> **Stored data**
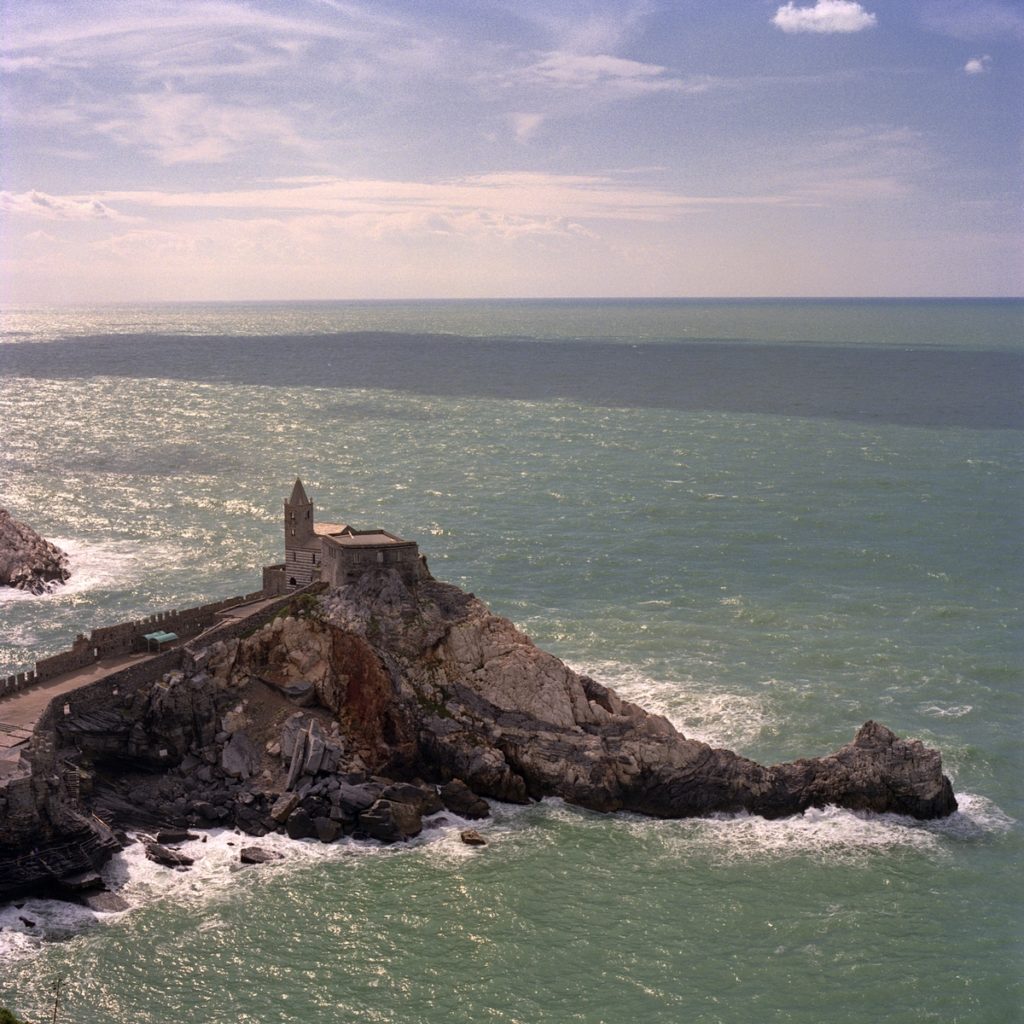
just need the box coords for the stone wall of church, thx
[321,540,421,588]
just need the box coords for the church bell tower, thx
[284,477,315,548]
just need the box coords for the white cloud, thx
[963,55,992,74]
[520,51,714,97]
[95,91,311,165]
[96,172,801,226]
[511,112,545,142]
[772,1,877,34]
[0,190,125,220]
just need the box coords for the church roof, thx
[288,477,311,505]
[314,522,349,536]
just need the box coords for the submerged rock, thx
[0,509,70,594]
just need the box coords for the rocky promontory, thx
[0,510,70,594]
[0,566,957,900]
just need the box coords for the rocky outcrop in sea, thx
[0,510,70,594]
[0,566,957,901]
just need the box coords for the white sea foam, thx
[516,791,1017,867]
[0,892,108,961]
[1,793,1013,961]
[918,702,973,718]
[571,658,770,749]
[0,814,495,961]
[0,537,149,605]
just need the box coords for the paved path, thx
[0,651,154,754]
[0,593,282,758]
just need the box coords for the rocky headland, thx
[0,510,70,594]
[0,565,957,903]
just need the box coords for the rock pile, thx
[0,509,70,594]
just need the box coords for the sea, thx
[0,298,1020,1023]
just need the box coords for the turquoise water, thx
[0,300,1021,1022]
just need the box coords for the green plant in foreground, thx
[0,1007,28,1024]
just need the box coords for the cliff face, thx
[0,510,70,594]
[315,570,957,821]
[1,567,957,900]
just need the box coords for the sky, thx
[1,0,1021,303]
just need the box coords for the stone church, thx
[263,479,421,593]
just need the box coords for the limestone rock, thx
[221,731,260,780]
[321,569,957,822]
[459,829,487,847]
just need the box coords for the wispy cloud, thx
[96,172,802,227]
[921,1,1024,41]
[520,52,709,96]
[963,55,993,74]
[0,190,127,220]
[772,1,877,34]
[94,91,312,165]
[511,112,545,142]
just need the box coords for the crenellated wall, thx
[0,588,266,699]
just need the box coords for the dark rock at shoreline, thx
[0,509,71,594]
[144,843,194,868]
[155,829,199,845]
[239,846,282,865]
[440,780,491,820]
[0,564,958,906]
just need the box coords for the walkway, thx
[0,650,154,757]
[0,593,284,759]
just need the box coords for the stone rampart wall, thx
[25,583,326,758]
[1,587,265,699]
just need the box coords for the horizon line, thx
[2,295,1022,312]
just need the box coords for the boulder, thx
[358,799,423,843]
[285,808,317,840]
[334,783,380,816]
[440,780,491,820]
[269,792,300,823]
[239,847,283,865]
[144,843,194,868]
[155,829,200,845]
[221,731,260,780]
[382,782,444,816]
[314,816,343,843]
[459,829,487,847]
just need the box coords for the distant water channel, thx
[0,299,1021,1023]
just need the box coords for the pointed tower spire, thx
[284,476,315,549]
[289,477,309,506]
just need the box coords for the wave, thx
[0,812,482,963]
[0,791,1013,963]
[0,537,148,606]
[570,658,770,749]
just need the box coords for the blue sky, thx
[1,0,1021,302]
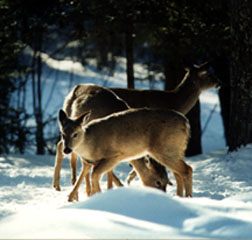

> **How to complete this task**
Give the entries again exactly. Pictures stay out.

> **Solved exercise**
just need the box coords for the stone wall of church, thx
[321,540,421,588]
just need the box coords for the church bell tower, thx
[284,477,315,548]
just need the box coords for the white cloud, thx
[963,55,992,74]
[520,51,714,97]
[95,91,311,165]
[96,172,801,226]
[511,112,545,142]
[772,1,877,34]
[0,190,125,220]
just need the box coords for the church roof, thx
[288,477,311,505]
[314,522,349,536]
just need the box coords for the submerged rock, thx
[0,509,70,594]
just need the box coords for the rocky promontory, thx
[0,510,70,594]
[0,566,957,900]
just need the box coords for the rocky outcrop in sea, thx
[0,510,70,594]
[0,566,957,901]
just need the box coords for the white sea foam, thx
[516,791,1017,867]
[0,892,108,961]
[1,793,1013,961]
[918,702,973,718]
[571,658,770,749]
[0,814,495,961]
[0,537,149,605]
just need the box coords for the paved path, thx
[0,651,154,754]
[0,593,282,758]
just need the box coords for the rocky headland, thx
[0,510,70,594]
[0,565,957,903]
just need the box coords for the rock pile, thx
[0,509,70,594]
just need the box coords for the sea, thx
[0,298,1020,1023]
just need the box coords for the turquoise water, thx
[0,300,1021,1022]
just need the box coords for the green plant in foreground, thx
[0,1007,28,1024]
just need the box coords for the cliff face, thx
[0,510,70,594]
[315,570,957,821]
[1,567,957,900]
just need the box coords for the sky, thx
[1,0,1021,303]
just need the box coords for the stone church, thx
[263,479,421,593]
just need the box coords for the limestone rock, thx
[221,731,260,780]
[321,569,957,822]
[459,829,487,847]
just need the box coords for the wispy cloud, thx
[96,172,802,227]
[921,1,1024,41]
[520,52,709,96]
[963,55,993,74]
[0,190,127,220]
[772,1,877,34]
[94,91,312,165]
[511,112,545,142]
just need the box coords for the crenellated wall, thx
[0,588,266,699]
just need the box coords for the dark rock at shoreline, thx
[0,509,71,594]
[144,843,194,868]
[155,829,199,845]
[239,846,282,865]
[440,780,491,820]
[0,564,958,906]
just need the box coords for the walkway, thx
[0,650,154,757]
[0,593,284,759]
just need the box coords for the stone rampart wall, thx
[25,583,326,758]
[1,587,265,699]
just need the box coords for the horizon line, thx
[2,295,1022,312]
just need the box coords for the boulder, thx
[358,799,423,843]
[285,808,317,840]
[334,783,380,816]
[440,780,491,820]
[269,792,300,823]
[239,847,283,865]
[144,843,194,868]
[155,829,200,845]
[221,731,260,780]
[382,782,444,816]
[314,816,343,843]
[459,829,487,847]
just need the box coords for the distant water channel, thx
[0,299,1021,1023]
just need the box coords for the pointed tower spire, thx
[284,476,315,549]
[289,477,309,506]
just need the box coords for the wave, thx
[0,812,482,963]
[0,791,1013,963]
[0,537,148,606]
[570,658,770,749]
just need the box coords for the blue sky, thx
[1,0,1021,302]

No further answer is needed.